Segment Start: The data

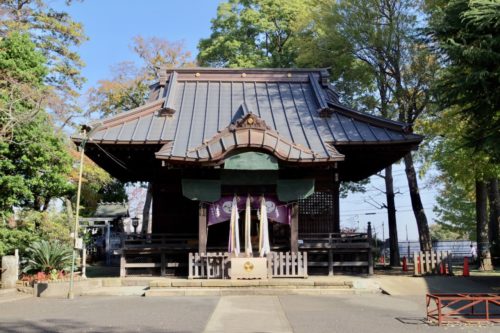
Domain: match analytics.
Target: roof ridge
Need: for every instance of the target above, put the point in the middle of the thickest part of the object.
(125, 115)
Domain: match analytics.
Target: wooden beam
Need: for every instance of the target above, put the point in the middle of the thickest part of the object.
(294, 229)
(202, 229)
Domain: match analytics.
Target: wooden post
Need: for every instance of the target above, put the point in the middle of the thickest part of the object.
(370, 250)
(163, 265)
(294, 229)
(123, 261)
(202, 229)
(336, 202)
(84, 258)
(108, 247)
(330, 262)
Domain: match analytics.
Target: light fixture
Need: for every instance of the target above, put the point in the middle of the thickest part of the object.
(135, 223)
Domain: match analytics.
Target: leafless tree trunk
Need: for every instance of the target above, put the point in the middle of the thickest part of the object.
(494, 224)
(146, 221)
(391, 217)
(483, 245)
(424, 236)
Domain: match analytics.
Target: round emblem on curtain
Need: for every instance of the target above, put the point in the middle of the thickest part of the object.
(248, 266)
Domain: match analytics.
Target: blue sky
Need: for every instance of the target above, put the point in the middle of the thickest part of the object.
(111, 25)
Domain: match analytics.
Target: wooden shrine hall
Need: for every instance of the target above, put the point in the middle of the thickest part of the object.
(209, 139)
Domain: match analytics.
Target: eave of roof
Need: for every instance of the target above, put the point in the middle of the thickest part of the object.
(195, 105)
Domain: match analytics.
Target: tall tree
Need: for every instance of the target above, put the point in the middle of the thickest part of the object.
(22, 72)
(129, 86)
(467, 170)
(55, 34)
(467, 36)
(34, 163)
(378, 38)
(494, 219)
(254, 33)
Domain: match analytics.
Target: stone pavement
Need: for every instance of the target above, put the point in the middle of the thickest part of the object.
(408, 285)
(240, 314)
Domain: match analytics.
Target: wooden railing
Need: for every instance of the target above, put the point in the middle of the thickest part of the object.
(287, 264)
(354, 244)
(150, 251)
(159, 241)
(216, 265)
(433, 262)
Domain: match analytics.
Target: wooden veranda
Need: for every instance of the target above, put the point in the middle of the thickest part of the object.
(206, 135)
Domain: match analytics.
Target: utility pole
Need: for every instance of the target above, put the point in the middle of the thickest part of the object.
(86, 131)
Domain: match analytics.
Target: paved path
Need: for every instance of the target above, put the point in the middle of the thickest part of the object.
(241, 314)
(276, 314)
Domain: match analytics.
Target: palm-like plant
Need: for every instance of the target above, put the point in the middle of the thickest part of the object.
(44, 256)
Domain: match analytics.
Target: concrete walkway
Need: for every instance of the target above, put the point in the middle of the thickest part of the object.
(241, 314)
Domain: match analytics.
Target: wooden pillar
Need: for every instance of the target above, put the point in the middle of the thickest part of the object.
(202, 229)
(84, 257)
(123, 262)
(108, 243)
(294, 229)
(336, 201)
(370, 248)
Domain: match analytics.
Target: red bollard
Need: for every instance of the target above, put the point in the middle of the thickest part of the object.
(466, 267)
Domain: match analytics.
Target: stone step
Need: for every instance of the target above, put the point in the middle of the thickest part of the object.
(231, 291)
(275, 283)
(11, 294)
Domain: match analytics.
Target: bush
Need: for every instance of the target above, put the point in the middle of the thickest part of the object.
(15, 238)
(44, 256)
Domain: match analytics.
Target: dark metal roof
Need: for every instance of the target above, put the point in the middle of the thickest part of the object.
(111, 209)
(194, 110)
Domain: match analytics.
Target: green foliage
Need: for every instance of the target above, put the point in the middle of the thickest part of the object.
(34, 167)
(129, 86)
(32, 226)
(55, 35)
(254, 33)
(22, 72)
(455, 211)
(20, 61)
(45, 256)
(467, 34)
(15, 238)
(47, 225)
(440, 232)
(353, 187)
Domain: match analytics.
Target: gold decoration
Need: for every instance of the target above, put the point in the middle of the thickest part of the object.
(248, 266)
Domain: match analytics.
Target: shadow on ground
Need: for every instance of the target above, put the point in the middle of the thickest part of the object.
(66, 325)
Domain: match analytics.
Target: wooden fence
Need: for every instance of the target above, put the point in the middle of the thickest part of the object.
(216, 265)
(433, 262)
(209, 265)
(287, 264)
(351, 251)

Segment End: The data

Go through the records above. Copy each line in which the string "wooden" appears.

Target: wooden beam
Target: wooden post
Target: wooden shrine hall
Target: wooden railing
Target: wooden veranda
Target: wooden pillar
Target: wooden fence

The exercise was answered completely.